**Task details**
Lines before the one containing "around the windshield." are left out; return that line and every line after it exactly, through the end of the data below.

**Provided records**
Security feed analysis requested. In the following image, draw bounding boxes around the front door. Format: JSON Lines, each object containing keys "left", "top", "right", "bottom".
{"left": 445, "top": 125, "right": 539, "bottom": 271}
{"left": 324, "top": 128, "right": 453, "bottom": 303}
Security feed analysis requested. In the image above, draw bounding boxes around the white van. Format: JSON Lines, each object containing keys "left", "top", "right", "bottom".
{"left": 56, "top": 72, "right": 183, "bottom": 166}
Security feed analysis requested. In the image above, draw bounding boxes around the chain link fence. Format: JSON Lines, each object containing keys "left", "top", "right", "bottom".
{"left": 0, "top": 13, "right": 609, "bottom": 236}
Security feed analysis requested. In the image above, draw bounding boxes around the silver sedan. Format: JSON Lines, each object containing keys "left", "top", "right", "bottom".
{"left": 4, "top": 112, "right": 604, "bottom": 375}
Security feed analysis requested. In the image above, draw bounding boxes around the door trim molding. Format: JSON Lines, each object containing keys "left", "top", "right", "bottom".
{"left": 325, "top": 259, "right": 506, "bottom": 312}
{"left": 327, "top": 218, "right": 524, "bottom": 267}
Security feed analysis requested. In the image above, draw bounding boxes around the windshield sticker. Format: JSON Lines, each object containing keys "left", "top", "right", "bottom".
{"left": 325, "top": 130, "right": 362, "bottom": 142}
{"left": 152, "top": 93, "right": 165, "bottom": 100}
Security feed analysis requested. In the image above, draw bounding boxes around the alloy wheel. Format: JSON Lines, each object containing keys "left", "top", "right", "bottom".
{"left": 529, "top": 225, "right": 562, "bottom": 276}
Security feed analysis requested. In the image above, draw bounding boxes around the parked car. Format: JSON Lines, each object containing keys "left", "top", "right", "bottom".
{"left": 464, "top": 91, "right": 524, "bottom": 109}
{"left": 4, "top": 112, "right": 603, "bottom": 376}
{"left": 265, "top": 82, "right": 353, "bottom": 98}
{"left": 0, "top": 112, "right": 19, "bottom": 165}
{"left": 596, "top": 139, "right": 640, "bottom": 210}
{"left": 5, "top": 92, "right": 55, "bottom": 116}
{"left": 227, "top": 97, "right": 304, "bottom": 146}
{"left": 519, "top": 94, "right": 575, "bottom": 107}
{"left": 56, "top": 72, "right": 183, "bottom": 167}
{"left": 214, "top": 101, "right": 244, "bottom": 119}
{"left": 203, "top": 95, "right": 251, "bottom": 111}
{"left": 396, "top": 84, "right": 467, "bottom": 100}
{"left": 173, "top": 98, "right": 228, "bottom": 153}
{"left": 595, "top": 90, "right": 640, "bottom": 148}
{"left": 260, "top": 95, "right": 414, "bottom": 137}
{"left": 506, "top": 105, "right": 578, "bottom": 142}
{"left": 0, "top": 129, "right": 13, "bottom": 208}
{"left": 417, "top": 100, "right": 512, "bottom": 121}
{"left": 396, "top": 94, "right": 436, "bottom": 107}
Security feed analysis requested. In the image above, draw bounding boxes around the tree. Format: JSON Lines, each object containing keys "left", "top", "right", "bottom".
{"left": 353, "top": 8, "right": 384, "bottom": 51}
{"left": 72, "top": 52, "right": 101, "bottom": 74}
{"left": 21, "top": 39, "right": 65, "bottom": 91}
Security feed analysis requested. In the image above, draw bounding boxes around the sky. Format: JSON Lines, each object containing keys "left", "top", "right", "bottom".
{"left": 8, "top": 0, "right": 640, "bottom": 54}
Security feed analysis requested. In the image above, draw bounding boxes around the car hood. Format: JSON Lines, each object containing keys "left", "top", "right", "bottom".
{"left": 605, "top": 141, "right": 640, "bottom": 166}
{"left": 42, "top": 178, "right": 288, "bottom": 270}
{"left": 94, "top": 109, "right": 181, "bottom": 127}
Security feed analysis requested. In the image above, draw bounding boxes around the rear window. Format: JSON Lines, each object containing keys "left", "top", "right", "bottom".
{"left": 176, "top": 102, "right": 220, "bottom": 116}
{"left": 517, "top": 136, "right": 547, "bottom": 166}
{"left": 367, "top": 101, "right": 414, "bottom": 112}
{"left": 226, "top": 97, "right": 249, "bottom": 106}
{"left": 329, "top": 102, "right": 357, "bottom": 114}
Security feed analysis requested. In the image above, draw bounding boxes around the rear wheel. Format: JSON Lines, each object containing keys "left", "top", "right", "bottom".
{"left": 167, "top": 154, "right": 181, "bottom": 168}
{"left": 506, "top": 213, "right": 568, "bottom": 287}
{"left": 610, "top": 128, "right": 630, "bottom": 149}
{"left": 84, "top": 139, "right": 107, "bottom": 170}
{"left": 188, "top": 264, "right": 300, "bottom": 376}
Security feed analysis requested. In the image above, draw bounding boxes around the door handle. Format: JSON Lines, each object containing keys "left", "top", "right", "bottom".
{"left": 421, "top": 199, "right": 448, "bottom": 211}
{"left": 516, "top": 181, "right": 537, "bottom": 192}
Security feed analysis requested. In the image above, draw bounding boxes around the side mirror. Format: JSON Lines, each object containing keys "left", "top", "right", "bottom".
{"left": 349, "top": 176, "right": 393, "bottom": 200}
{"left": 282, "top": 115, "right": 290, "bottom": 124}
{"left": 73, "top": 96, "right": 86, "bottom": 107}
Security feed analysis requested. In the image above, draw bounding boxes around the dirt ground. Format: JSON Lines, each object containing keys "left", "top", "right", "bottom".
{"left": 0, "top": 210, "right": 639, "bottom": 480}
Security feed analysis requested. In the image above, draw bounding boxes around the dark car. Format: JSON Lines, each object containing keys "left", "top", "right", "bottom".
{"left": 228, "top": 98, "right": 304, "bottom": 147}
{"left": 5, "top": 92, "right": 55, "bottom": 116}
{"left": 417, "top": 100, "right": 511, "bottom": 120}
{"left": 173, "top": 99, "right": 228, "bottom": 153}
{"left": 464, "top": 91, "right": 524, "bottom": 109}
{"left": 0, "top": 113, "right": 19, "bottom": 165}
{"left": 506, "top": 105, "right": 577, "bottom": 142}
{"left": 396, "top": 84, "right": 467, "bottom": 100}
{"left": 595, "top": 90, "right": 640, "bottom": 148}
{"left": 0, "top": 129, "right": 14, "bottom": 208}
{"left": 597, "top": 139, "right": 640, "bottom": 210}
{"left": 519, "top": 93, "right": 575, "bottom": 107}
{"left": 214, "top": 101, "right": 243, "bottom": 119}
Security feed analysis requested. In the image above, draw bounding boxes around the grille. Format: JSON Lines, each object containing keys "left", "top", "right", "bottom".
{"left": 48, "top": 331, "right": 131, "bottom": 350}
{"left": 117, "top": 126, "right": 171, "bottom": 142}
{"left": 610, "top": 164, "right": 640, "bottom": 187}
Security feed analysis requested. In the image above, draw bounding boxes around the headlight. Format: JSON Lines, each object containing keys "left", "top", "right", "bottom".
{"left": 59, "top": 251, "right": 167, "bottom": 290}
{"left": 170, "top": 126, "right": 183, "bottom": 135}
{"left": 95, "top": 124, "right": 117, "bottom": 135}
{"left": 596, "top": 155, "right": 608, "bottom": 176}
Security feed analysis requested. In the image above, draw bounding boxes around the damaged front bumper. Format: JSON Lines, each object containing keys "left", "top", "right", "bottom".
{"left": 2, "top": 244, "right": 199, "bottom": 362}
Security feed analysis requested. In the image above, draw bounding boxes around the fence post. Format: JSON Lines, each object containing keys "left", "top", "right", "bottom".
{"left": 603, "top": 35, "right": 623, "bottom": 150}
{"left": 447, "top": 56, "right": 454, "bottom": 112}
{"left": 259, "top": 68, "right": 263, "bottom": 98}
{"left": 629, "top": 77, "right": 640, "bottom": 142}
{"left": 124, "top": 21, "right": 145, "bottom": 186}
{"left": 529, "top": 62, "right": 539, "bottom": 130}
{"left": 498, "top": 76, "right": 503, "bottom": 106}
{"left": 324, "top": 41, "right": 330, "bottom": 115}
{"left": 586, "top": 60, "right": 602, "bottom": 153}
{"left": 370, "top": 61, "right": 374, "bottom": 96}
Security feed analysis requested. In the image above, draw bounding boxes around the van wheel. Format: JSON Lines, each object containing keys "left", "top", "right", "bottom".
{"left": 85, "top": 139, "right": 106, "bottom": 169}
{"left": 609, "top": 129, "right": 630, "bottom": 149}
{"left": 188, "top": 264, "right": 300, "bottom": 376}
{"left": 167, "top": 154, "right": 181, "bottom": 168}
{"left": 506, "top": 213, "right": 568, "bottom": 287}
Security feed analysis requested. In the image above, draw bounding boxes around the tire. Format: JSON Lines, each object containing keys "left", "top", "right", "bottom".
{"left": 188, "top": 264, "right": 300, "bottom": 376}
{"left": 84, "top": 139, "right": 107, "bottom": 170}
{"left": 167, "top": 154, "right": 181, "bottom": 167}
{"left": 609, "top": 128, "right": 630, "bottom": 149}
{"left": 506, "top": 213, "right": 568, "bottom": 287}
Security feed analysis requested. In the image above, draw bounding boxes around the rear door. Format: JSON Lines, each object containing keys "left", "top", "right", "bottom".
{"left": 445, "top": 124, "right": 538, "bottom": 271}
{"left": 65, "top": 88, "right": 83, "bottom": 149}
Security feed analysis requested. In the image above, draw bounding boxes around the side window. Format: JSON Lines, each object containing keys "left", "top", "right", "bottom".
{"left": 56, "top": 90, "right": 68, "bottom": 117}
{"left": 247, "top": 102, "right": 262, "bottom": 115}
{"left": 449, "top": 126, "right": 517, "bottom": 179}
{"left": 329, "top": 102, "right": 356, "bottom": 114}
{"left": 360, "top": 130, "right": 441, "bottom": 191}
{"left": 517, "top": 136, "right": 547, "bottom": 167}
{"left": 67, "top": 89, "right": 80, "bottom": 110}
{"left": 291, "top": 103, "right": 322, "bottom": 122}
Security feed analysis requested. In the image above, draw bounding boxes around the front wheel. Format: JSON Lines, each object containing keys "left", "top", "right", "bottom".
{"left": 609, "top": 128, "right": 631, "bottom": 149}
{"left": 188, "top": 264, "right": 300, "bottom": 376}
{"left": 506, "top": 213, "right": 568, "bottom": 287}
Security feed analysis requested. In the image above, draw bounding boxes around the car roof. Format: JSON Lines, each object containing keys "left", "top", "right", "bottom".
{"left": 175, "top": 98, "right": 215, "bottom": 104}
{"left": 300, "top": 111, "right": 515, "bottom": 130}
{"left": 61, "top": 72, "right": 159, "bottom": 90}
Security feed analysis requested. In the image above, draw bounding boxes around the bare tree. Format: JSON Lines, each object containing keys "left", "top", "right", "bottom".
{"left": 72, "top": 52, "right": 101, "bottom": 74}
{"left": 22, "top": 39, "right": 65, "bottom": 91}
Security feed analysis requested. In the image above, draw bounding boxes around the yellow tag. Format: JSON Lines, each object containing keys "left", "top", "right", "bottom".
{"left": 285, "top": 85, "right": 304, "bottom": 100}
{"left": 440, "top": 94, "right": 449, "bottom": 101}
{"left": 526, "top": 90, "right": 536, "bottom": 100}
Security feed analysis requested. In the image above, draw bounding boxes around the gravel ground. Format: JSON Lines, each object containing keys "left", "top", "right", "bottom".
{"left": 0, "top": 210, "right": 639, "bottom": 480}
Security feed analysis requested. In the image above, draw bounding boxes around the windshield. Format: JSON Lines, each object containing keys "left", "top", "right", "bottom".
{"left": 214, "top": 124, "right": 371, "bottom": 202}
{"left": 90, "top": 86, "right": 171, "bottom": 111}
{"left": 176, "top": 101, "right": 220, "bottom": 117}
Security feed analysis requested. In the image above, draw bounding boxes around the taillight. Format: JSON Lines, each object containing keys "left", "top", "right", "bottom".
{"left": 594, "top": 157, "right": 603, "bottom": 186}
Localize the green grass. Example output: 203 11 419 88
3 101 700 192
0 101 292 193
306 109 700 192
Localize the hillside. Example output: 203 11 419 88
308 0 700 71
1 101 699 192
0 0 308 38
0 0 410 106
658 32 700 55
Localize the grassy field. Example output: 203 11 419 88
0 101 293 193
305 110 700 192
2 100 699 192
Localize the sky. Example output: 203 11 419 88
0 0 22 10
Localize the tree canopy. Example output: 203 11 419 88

**Answer section**
Security feed analysis requested. In the image above, draw bounding boxes around the windshield. Format: JSON Lines, each object containing keys "left", "top", "right", "bottom".
{"left": 214, "top": 124, "right": 371, "bottom": 202}
{"left": 90, "top": 86, "right": 171, "bottom": 111}
{"left": 176, "top": 101, "right": 220, "bottom": 117}
Security feed analysis requested. In the image above, draw bounding boxes around the taillight. Format: JSON Lines, each object containing keys "left", "top", "right", "bottom".
{"left": 594, "top": 157, "right": 603, "bottom": 186}
Localize the green grass. Example output: 203 11 419 88
3 101 700 192
0 101 292 193
306 109 700 192
Localize the hillside. Example output: 203 11 419 88
308 0 700 71
1 101 699 192
0 0 308 38
0 0 410 106
658 32 700 55
Localize the grassy field. Example output: 203 11 419 88
0 101 293 193
305 110 700 192
2 100 699 192
Localize the sky. Example output: 203 11 419 88
0 0 22 10
Localize the tree canopy. Example output: 203 11 419 88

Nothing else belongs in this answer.